**Estratto**
============================================================
Nel buio inizia e finisce l’umanità e, nel buio, inizia e finisce MOTHER, l’opera con cui Robert Wilson offre una nuova, dirompente visione di uno dei capolavori e simboli senza tempo della città di Milano: la Pietà Rondanini.
Attraversando Porta di S. Spirito, ed entrando nel Cortile delle Armi del Castello Sforzesco, ci si trova all’ingresso dell’Antico Ospedale Spagnolo, un luogo segnato da secoli di dolore e preghiera. Qui, dal 2015, ha sede il Museo dedicato all’ultimo capolavoro di Michelangelo Buonarroti e nei suoi spazi fino al 18 maggio prende vita il dialogo tra il grande regista americano e lo scultore che più di ogni altro ha dato forma all’immaginario della perfezione nel mondo occidentale.
È un incontro tra passato e presente capace di generare interpretazioni di valore universale. Attraverso un utilizzo sapiente della luce e una ricercata drammaturgia visiva, Wilson estrae la Pietà dall’oscurità e la riveste di un corpo nuovo, senza peso, emotivo e contemporaneo, quasi a completare ciò che il maestro del Rinascimento ha tristemente lasciato incompiuto alla sua morte, nel 1564.
============================================================
Dati di origine:

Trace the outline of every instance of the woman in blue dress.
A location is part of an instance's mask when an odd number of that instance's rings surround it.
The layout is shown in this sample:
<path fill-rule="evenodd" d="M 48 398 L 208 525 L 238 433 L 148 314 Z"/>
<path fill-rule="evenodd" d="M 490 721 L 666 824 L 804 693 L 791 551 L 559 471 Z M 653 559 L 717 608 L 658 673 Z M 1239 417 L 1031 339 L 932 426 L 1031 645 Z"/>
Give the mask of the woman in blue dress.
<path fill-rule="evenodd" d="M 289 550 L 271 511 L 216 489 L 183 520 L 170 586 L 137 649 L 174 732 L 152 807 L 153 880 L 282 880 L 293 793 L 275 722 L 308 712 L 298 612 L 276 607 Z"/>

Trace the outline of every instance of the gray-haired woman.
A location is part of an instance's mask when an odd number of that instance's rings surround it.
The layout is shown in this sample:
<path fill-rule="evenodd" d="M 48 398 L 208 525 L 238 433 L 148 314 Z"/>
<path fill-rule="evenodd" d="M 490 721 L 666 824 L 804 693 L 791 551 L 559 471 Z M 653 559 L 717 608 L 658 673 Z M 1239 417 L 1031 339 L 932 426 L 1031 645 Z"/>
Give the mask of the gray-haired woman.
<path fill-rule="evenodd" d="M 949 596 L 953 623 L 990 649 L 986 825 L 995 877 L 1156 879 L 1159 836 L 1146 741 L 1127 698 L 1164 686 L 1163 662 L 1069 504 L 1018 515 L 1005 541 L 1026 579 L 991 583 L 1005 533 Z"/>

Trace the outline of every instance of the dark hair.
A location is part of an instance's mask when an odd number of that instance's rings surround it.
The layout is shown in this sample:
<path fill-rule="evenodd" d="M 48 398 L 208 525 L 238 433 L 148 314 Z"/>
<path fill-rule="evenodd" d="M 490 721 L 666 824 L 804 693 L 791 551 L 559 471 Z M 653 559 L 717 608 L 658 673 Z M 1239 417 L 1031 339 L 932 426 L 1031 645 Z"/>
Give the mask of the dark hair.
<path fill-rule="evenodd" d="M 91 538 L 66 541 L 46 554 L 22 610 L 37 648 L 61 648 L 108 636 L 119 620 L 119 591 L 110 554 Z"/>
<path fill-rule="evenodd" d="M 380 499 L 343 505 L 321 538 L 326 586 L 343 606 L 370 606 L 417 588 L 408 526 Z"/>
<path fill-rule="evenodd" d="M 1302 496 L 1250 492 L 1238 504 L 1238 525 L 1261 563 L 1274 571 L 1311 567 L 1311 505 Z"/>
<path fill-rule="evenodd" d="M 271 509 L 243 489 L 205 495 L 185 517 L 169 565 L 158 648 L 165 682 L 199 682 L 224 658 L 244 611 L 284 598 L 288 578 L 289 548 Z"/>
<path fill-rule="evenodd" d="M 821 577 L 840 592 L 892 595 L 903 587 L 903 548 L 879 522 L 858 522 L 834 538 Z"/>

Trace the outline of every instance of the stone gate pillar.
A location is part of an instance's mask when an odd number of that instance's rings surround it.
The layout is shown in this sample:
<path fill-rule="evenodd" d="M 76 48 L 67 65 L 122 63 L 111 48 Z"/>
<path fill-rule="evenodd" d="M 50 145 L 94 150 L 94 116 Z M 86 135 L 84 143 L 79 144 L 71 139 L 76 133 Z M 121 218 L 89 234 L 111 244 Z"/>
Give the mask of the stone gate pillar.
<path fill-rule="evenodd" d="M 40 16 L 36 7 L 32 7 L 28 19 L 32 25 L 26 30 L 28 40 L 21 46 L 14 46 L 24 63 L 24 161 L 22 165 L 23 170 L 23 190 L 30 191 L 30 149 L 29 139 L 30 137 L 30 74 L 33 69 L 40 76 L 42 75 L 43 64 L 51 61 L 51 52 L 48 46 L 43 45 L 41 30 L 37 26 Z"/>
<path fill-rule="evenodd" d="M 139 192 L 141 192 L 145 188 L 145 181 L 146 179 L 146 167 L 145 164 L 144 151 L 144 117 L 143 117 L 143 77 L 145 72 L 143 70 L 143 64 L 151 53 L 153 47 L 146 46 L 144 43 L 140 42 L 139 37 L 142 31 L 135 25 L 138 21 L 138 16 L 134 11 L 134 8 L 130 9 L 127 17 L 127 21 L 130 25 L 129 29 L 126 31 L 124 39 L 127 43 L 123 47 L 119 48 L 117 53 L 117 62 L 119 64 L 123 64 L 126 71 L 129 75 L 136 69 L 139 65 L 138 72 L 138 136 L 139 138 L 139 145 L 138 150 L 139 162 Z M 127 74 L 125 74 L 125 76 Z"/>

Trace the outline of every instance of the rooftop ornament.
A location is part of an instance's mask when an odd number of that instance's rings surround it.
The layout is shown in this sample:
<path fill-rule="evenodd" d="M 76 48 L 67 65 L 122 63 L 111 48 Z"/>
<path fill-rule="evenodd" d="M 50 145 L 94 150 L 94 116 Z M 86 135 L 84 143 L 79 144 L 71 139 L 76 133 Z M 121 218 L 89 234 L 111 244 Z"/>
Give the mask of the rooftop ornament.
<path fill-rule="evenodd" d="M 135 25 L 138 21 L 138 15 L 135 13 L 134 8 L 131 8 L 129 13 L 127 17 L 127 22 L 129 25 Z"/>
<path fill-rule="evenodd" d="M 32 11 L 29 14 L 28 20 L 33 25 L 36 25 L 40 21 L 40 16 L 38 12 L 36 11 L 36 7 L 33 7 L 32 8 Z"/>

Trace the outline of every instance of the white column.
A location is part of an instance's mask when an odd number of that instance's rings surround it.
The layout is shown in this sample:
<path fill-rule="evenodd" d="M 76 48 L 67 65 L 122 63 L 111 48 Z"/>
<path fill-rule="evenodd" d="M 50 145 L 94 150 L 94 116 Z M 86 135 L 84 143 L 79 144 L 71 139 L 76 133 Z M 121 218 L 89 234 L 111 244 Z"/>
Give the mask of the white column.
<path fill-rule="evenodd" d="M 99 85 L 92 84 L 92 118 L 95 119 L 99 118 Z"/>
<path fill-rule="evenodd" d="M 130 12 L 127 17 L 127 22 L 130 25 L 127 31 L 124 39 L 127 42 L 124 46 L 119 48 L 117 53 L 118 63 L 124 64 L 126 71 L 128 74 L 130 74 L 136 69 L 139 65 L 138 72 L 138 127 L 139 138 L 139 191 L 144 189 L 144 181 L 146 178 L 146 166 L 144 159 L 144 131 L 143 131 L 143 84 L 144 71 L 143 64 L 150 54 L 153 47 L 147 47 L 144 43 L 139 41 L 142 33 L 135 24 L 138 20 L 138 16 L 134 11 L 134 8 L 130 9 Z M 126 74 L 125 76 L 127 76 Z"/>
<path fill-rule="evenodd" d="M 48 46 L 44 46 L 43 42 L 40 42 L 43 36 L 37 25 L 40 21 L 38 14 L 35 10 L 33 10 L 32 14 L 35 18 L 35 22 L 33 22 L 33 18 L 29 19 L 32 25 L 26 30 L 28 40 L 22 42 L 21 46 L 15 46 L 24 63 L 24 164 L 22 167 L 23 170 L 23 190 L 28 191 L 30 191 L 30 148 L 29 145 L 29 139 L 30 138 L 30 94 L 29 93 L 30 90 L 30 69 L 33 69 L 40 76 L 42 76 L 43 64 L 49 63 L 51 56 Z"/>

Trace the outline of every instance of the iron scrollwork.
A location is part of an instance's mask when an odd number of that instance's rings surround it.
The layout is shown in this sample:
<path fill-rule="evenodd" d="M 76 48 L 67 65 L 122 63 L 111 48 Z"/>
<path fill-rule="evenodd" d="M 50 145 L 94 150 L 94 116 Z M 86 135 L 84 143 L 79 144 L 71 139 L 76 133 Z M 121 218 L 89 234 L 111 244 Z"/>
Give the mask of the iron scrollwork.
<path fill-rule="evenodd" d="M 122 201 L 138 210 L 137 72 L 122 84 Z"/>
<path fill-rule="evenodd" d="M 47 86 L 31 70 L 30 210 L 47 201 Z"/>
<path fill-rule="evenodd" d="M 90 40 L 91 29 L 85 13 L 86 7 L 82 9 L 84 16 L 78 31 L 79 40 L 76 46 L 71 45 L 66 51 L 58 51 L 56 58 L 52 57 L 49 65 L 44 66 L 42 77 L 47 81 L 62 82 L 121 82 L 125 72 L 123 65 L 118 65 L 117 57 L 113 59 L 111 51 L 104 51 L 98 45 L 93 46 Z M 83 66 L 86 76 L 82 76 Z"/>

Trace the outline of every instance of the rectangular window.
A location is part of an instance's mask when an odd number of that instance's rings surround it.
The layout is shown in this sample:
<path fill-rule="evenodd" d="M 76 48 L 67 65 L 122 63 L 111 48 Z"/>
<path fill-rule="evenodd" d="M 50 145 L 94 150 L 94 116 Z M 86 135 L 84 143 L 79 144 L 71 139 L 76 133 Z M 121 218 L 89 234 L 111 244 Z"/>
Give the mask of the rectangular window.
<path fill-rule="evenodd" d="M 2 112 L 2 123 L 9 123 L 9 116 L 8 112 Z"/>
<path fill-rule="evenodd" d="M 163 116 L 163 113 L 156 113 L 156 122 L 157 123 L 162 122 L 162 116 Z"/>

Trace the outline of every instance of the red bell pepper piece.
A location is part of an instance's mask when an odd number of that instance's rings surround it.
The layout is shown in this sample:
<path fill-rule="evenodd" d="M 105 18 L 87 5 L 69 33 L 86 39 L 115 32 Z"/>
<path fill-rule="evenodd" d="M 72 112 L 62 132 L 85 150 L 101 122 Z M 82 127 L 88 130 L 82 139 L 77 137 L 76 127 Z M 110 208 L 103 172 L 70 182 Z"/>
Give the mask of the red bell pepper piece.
============================================================
**Cosa fare**
• A. Secondo il testo su MOTHER di Robert Wilson, da quale anno l'Antico Ospedale Spagnolo ospita il Museo dedicato all'ultimo capolavoro di Michelangelo?
• B. Per favore, riprendi il testo su MOTHER di Robert Wilson dal punto in cui si ferma.
Le righe non hanno alcun rapporto con il testo su MOTHER di Robert Wilson.

**Risposte per compito**
• A. Dal 2015.

• B.
Per Wilson la luce non è decoro di ciò che guardiamo ma è la chiave che ci permette di vedere. Come essa guida il nostro sguardo nel quotidiano, così il regista ne fa strumento per accompagnare gli spettatori: attraverso la luce egli crea lo spazio e lo sottrae, non solo animando la dimensione fisica dell’opera e del Museo ma anche spalancando un ambiente emotivo in cui i presenti possano vivere liberamente la loro spiritualità. È nel loro sguardo che l’opera accade, vive.
«Quando ho visto per la prima volta la Pietà non finita di Michelangelo — ha raccontato Wilson — sono rimasto seduto a guardarla per oltre un’ora. […] Era come guardare attraverso una porta aperta, uno spazio che dà il tempo di pensare e il tempo di sognare. Sono stato tentato dall’idea di metterla in scena, ma un capolavoro non ha davvero bisogno di una messa in scena».
All’ingresso i visitatori sono accolti dalla penombra. L’unico elemento illuminato è un masso, poggiato a terra davanti al sipario: un accorgimento vincente e funzionale proprio per spezzare la sensazione della quarta parete. Non ci si trova in un ambiente di finzione ma in uno spazio di verità e presenza.

«È buio davvero!» bisbiglia qualcuno. MOTHER comincia, e anche quell’unica pietra è inghiottita nell’oscurità, un buio così profondo da non lasciar intravedere le proprie mani, figurarsi la spalla di chi ti è seduto accanto. Non si percepiscono i propri contorni, non si percepisce la presenza degli altri. Si torna soli e, al contempo, si diviene tutt’uno con il corpo fisico e spirituale dell’opera, oltre che con l’esperienza artistica stessa.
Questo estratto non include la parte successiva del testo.